## The task
Render the lines as a numbered list, leaving out blank lines, from the line with "Locate every instance of the leg" to the line with "(1086, 532)", both included.

(begin)

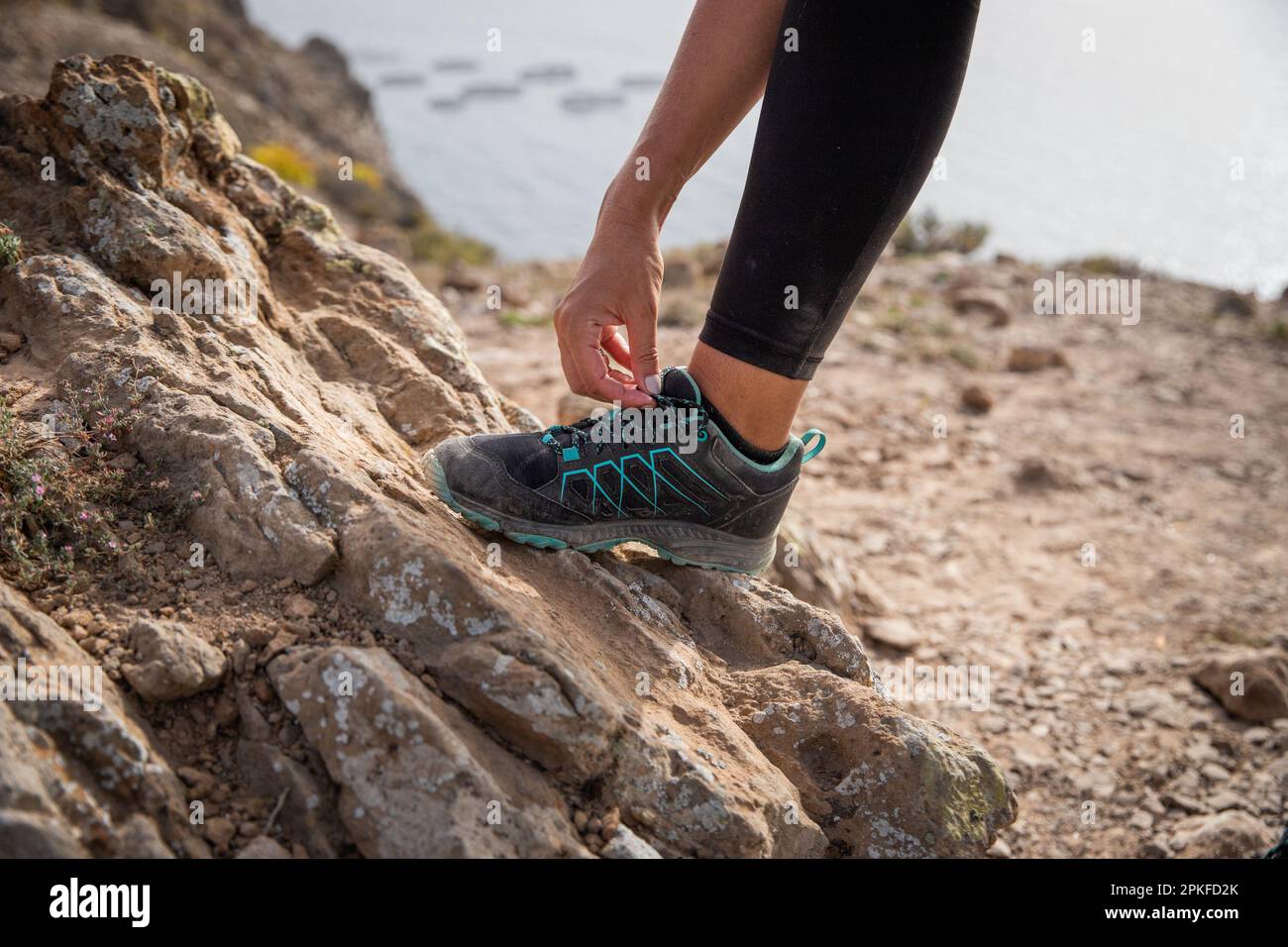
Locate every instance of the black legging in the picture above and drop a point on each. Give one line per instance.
(849, 131)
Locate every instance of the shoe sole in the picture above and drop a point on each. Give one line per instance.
(684, 544)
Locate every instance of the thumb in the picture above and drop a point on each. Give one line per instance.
(642, 333)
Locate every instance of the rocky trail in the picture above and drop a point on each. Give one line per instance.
(307, 655)
(1091, 513)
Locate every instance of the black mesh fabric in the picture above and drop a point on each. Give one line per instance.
(526, 459)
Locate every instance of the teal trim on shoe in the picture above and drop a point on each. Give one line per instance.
(794, 444)
(818, 449)
(535, 540)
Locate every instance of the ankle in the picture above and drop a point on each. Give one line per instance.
(755, 405)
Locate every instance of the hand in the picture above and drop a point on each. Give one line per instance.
(617, 285)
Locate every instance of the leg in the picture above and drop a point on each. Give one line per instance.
(849, 129)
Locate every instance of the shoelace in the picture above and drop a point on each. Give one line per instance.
(580, 436)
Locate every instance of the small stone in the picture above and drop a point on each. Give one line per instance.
(896, 633)
(977, 398)
(299, 607)
(1231, 834)
(1028, 359)
(171, 663)
(265, 847)
(220, 831)
(1141, 819)
(627, 844)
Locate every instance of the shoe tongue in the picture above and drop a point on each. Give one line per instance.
(678, 382)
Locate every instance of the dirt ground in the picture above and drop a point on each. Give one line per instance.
(1086, 532)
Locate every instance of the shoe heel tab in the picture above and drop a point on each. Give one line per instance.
(812, 433)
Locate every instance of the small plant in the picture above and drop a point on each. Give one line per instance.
(286, 162)
(11, 247)
(928, 235)
(59, 495)
(965, 356)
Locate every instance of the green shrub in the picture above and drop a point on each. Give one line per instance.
(59, 495)
(286, 162)
(11, 247)
(928, 235)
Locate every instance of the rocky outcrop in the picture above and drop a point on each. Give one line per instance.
(80, 775)
(304, 103)
(493, 694)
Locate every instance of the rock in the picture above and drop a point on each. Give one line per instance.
(171, 663)
(978, 399)
(1000, 849)
(1025, 359)
(308, 809)
(416, 779)
(992, 303)
(894, 633)
(627, 844)
(299, 607)
(1250, 684)
(1046, 474)
(300, 424)
(220, 831)
(78, 777)
(823, 573)
(678, 274)
(1229, 834)
(851, 754)
(1233, 303)
(263, 847)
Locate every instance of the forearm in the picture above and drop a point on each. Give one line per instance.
(719, 72)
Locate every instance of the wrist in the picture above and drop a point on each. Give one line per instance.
(638, 197)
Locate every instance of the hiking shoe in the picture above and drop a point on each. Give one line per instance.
(666, 476)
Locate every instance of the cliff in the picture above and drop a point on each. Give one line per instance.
(299, 110)
(317, 656)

(end)

## Task answer
1. Locate every instance of the leg in the picture above and drop a point on each. Give one line per instance.
2. (849, 129)
3. Locate every instance of the shoelace in the picture above and drop a point on each. Give one line per instance.
4. (580, 436)
5. Locate every instance of the small stone in the picture above and drop a point on each. Give one line per instance.
6. (896, 633)
7. (977, 398)
8. (299, 607)
9. (1231, 834)
10. (1028, 359)
11. (171, 663)
12. (265, 847)
13. (220, 831)
14. (1141, 819)
15. (627, 844)
16. Locate every instance of the shoe tongue in the picture above and drop a point on each. Give one line per instance.
17. (678, 382)
18. Locate every instance of the dirt ground in the picture above and drop a point on each. Give one line per instance.
19. (1086, 532)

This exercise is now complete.